(Beginning of Supplied entries)
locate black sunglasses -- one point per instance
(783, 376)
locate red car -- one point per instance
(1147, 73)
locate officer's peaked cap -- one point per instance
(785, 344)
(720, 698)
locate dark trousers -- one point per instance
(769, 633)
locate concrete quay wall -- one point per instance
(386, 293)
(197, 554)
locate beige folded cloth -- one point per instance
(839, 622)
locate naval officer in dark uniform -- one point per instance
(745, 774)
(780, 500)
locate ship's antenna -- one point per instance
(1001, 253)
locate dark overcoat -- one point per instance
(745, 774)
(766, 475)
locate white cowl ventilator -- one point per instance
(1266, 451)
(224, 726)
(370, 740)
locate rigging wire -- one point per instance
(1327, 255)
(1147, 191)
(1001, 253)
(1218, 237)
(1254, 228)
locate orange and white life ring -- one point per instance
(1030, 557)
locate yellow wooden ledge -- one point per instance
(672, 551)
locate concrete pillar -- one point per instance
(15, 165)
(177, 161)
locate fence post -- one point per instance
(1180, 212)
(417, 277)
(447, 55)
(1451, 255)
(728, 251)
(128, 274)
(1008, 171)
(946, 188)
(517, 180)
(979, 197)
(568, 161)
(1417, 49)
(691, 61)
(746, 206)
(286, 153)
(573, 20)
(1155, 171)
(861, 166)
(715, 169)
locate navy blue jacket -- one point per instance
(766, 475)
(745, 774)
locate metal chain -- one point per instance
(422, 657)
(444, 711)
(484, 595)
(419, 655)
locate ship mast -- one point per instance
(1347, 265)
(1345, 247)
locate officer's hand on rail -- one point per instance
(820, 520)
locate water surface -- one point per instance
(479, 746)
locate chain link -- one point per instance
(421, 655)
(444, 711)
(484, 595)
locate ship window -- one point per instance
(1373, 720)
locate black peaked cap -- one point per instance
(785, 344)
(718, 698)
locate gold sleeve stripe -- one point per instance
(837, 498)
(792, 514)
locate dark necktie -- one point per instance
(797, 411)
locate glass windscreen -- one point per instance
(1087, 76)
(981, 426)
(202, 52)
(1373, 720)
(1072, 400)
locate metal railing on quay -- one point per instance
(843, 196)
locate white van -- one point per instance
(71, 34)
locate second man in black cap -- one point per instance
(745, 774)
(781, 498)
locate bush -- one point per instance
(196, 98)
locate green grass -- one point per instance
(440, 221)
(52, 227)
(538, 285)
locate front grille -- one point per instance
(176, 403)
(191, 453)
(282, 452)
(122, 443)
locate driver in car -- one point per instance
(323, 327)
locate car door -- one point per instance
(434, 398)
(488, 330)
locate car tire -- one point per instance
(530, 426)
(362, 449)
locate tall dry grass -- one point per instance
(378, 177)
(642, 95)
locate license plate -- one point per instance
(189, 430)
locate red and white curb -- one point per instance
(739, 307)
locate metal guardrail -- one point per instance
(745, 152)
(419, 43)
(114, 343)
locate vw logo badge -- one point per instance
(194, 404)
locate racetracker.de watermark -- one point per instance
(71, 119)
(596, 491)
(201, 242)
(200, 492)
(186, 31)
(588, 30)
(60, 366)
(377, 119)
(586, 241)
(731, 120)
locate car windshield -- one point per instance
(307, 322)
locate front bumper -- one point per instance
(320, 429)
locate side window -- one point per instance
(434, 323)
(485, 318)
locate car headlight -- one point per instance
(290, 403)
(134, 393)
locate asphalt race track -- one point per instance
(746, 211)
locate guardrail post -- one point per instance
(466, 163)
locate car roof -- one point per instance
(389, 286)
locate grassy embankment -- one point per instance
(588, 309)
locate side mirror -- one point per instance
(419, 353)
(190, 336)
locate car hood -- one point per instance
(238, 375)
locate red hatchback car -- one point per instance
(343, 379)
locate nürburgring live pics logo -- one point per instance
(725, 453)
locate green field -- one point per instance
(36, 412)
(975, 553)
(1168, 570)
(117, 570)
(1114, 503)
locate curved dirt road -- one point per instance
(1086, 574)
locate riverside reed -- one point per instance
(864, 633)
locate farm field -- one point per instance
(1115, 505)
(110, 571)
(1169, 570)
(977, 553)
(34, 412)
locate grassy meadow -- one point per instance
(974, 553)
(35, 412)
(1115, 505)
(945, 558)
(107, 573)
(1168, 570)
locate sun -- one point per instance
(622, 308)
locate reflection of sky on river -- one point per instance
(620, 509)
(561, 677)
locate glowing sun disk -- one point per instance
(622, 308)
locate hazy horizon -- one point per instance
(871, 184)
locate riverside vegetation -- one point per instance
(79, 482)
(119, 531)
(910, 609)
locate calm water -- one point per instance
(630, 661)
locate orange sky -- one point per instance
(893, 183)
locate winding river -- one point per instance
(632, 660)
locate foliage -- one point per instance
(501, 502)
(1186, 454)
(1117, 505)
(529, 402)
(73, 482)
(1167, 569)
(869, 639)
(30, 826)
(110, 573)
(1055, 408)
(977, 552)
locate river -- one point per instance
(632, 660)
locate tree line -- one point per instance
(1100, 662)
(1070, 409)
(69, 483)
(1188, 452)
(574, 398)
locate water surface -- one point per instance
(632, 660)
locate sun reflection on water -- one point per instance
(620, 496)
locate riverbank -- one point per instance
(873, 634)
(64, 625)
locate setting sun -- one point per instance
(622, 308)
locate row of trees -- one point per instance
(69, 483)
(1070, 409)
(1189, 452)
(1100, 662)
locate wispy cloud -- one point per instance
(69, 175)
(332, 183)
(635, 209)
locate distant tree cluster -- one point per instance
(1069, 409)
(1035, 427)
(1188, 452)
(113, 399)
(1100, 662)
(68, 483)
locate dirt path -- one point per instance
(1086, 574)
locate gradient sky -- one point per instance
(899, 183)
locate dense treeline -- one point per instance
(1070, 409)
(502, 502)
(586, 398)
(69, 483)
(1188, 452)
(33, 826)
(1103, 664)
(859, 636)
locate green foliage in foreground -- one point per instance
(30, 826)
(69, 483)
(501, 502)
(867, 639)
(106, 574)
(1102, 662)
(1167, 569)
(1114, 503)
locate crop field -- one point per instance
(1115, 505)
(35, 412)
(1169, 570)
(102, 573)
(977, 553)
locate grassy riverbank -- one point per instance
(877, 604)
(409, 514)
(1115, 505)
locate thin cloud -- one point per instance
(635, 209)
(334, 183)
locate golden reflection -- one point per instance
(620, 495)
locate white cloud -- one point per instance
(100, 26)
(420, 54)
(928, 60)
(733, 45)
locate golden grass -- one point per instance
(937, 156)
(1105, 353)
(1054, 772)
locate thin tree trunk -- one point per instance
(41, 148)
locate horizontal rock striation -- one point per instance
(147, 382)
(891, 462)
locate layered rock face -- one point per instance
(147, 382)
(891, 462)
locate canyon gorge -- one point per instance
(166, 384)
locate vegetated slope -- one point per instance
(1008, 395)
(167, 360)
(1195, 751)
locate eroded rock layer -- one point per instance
(End of Supplied entries)
- **Work to be completed**
Please output the listing in full, exactly as it was given above.

- **Response**
locate black sunglasses -- one point per instance
(783, 376)
locate red car -- one point per instance
(1147, 73)
locate officer's peaked cap -- one point per instance
(785, 344)
(720, 698)
locate dark trousers -- one point per instance
(769, 633)
locate concrete quay wall -- one point per instance
(386, 293)
(197, 554)
locate beige folded cloth -- one point per instance
(839, 622)
locate naval officer in dark uniform -- one point per instance
(745, 774)
(780, 500)
locate ship's antenna -- one point per instance
(1001, 253)
locate dark overcoat -- one point per instance
(745, 774)
(766, 475)
locate white cowl ventilator -- one point per instance
(1266, 451)
(224, 726)
(370, 740)
locate rigging wire -- one point per instance
(1327, 255)
(1147, 191)
(1001, 253)
(1218, 237)
(1254, 228)
locate orange and white life ring -- one point per instance
(1030, 557)
locate yellow wooden ledge -- one point per instance
(672, 551)
locate concrete pillar -- one point per instance
(15, 165)
(177, 161)
locate fence post -- one point per instance
(1180, 212)
(417, 277)
(447, 55)
(1451, 255)
(728, 251)
(128, 274)
(1008, 171)
(946, 188)
(517, 180)
(979, 197)
(568, 161)
(1417, 49)
(691, 61)
(746, 206)
(286, 153)
(573, 20)
(1155, 171)
(861, 166)
(715, 169)
locate navy blue jacket -- one point per instance
(766, 475)
(745, 774)
locate metal chain -- one point per instance
(422, 657)
(444, 711)
(484, 595)
(419, 655)
locate ship mast -- one point per instance
(1347, 265)
(1345, 247)
locate officer's hand on rail -- one point per instance
(820, 520)
locate water surface -- one point per instance
(479, 746)
locate chain link -- one point per instance
(421, 655)
(444, 711)
(484, 595)
locate ship window -- one point per instance
(1373, 720)
locate black peaked cap -- one point per instance
(785, 344)
(718, 698)
locate gold sleeve stripe -- one point per instance
(837, 498)
(792, 514)
locate dark necktie -- one point per instance
(797, 411)
locate glass windscreen -- one point per instance
(1087, 76)
(981, 426)
(202, 52)
(1373, 720)
(1072, 400)
locate metal railing on quay -- one point per instance
(843, 196)
locate white van -- one point per instance
(71, 34)
locate second man in black cap -- one point per instance
(745, 774)
(781, 498)
locate bush -- one point per instance
(196, 98)
locate green grass -- one point per instance
(440, 221)
(52, 227)
(538, 285)
locate front grille -- one point per instance
(176, 403)
(191, 453)
(282, 452)
(122, 443)
locate driver in car -- one point per instance
(323, 327)
locate car door -- one point per instance
(434, 398)
(488, 330)
locate car tire -- one point per instance
(530, 426)
(362, 449)
locate tall dry grass -- one point per instance
(378, 177)
(642, 95)
locate license plate -- one point per instance
(189, 430)
locate red and white curb -- one point per instance
(739, 307)
locate metal guardrail -- one point per instance
(745, 152)
(419, 43)
(114, 343)
locate vw logo badge -- one point per instance
(194, 404)
locate racetracker.de watermark -- one point per instance
(71, 119)
(596, 491)
(201, 242)
(200, 492)
(186, 31)
(588, 30)
(60, 366)
(377, 119)
(586, 241)
(731, 120)
locate car windshield -- one point per instance
(307, 322)
locate front bumper -- one point per instance
(320, 429)
locate side window -- one point per instance
(434, 323)
(485, 318)
locate car headlight -- one point per instance
(290, 403)
(134, 393)
locate asphalt race track -- one point per instance
(746, 211)
locate guardrail post -- one point per instance
(466, 163)
locate car roof -- one point per instance
(389, 286)
locate grassy embankment -- one point per instance
(588, 309)
locate side mirror -- one point per instance
(419, 353)
(190, 336)
locate car hood -- one point per instance
(238, 375)
locate red hatchback car -- one point per instance
(343, 379)
locate nürburgring live pics logo -- one point per instance
(725, 453)
locate green field -- one point per instance
(36, 412)
(975, 553)
(1168, 570)
(117, 570)
(1114, 503)
locate curved dirt road -- one point per instance
(1086, 574)
locate riverside reed -- one point per instance
(864, 633)
locate farm field -- one point per instance
(1115, 505)
(110, 571)
(1169, 570)
(977, 553)
(34, 412)
locate grassy meadow -- one point per instance
(974, 553)
(35, 412)
(1115, 505)
(945, 558)
(107, 573)
(1168, 570)
locate sun -- one point per instance
(622, 308)
locate reflection of sky on river -- one point per instance
(620, 509)
(561, 677)
locate glowing sun disk -- one point per instance
(622, 308)
locate hazy horizon -- one point per instance
(871, 184)
locate riverside vegetation -- one point per instance
(79, 482)
(119, 531)
(910, 609)
locate calm water -- one point per instance
(630, 661)
locate orange sky -- one point per instance
(893, 183)
locate winding river -- one point per instance
(632, 660)
locate foliage -- one point per instance
(501, 502)
(1186, 454)
(1117, 505)
(529, 402)
(73, 482)
(1167, 569)
(869, 639)
(30, 826)
(110, 573)
(1055, 408)
(977, 552)
locate river -- one point per instance
(632, 660)
locate tree line -- one point per instance
(1100, 662)
(1070, 409)
(69, 483)
(1188, 452)
(574, 398)
locate water surface -- one point per instance
(632, 660)
locate sun reflection on water -- one point per instance
(620, 496)
locate riverbank -- one point per instance
(873, 634)
(64, 625)
locate setting sun -- one point per instance
(622, 308)
locate row of trees -- one point per instance
(69, 483)
(1070, 409)
(1189, 452)
(1100, 662)
locate wispy cloud -- one point per instance
(69, 175)
(332, 183)
(635, 209)
locate distant tree cluster -- one point per instance
(1069, 409)
(1035, 427)
(1188, 452)
(113, 399)
(1100, 662)
(68, 483)
locate dirt path -- one point per instance
(1086, 574)
locate gradient sky -- one point per instance
(899, 183)
locate dense treeline -- one point per instance
(1070, 409)
(502, 502)
(586, 398)
(69, 483)
(1188, 452)
(33, 826)
(1103, 664)
(859, 636)
locate green foliage in foreground -- one point per instance
(30, 826)
(69, 483)
(501, 502)
(867, 639)
(106, 574)
(1102, 662)
(1167, 569)
(1114, 503)
locate crop field -- one point per instance
(1115, 505)
(35, 412)
(1169, 570)
(102, 573)
(977, 553)
locate grassy riverbank -- one point per instance
(877, 604)
(409, 514)
(1115, 505)
locate thin cloud -- one point per instance
(635, 209)
(334, 183)
locate golden reflection -- one point per instance
(620, 495)
locate white cloud -- one point per instance
(100, 26)
(420, 54)
(928, 60)
(733, 45)
locate golden grass -- one point per instance
(937, 156)
(1105, 353)
(1054, 772)
locate thin tree trunk -- one point per instance
(41, 148)
locate horizontal rock striation -- one point per instance
(147, 382)
(891, 462)
locate layered rock face -- one point per instance
(147, 382)
(891, 462)
locate canyon gorge -- one point per instance
(166, 384)
locate vegetated slope -- one point per instance
(1008, 395)
(167, 360)
(1195, 751)
locate eroded rock layer -- one point per instance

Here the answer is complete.